EXERCISE REQUIREMENTS: Shift the answer coordinates by adding 127 to each number, and write out every line from the one holding "search: striped fabric backdrop" through the end of the items, inclusive, leaving all other lines unchanged.

BEGIN RECORDS TO PROCESS

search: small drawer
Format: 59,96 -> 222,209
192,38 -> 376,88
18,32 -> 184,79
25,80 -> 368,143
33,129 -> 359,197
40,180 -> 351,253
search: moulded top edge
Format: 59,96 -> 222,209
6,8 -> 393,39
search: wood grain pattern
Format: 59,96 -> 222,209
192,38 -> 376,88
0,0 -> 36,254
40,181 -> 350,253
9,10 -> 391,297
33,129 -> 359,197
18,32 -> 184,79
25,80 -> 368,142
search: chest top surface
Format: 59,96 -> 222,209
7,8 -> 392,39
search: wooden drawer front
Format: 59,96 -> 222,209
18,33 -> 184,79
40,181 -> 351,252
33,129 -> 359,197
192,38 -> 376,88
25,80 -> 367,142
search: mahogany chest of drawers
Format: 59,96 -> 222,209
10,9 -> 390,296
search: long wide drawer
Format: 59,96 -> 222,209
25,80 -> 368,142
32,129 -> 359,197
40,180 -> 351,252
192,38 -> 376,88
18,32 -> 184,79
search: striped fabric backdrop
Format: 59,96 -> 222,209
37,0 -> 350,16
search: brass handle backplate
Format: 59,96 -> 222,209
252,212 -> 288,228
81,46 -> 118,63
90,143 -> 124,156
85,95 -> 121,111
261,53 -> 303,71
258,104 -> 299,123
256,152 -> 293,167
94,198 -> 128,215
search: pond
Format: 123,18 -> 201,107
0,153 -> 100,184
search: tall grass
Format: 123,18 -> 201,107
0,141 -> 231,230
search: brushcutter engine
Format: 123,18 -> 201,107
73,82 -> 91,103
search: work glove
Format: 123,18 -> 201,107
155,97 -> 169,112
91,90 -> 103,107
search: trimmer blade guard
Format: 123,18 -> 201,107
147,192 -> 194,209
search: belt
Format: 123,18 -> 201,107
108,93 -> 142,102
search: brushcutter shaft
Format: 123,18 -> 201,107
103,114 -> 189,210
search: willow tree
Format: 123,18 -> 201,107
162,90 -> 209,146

END RECORDS TO PROCESS

ANSWER:
search: striped fabric backdrop
Format: 59,96 -> 222,209
164,127 -> 477,143
search: brass handle backplate
Format: 59,96 -> 222,209
379,339 -> 415,355
208,173 -> 245,190
217,270 -> 251,283
212,222 -> 248,238
388,180 -> 430,198
385,231 -> 426,250
383,279 -> 420,294
221,325 -> 255,342
search: pond
Format: 123,18 -> 201,107
127,280 -> 227,311
search: tall grass
Format: 123,18 -> 201,107
127,268 -> 358,357
search: brushcutter engine
Format: 123,18 -> 201,107
200,209 -> 218,230
search: work glove
Format: 123,18 -> 201,107
282,224 -> 296,239
218,217 -> 230,234
search: trimmer blade guard
Format: 123,18 -> 201,107
274,319 -> 321,336
search: belt
Format: 123,18 -> 201,107
235,220 -> 269,229
search: brushcutter shaft
Format: 123,18 -> 201,107
230,241 -> 316,337
search: willow tree
Format: 123,18 -> 201,107
289,217 -> 336,273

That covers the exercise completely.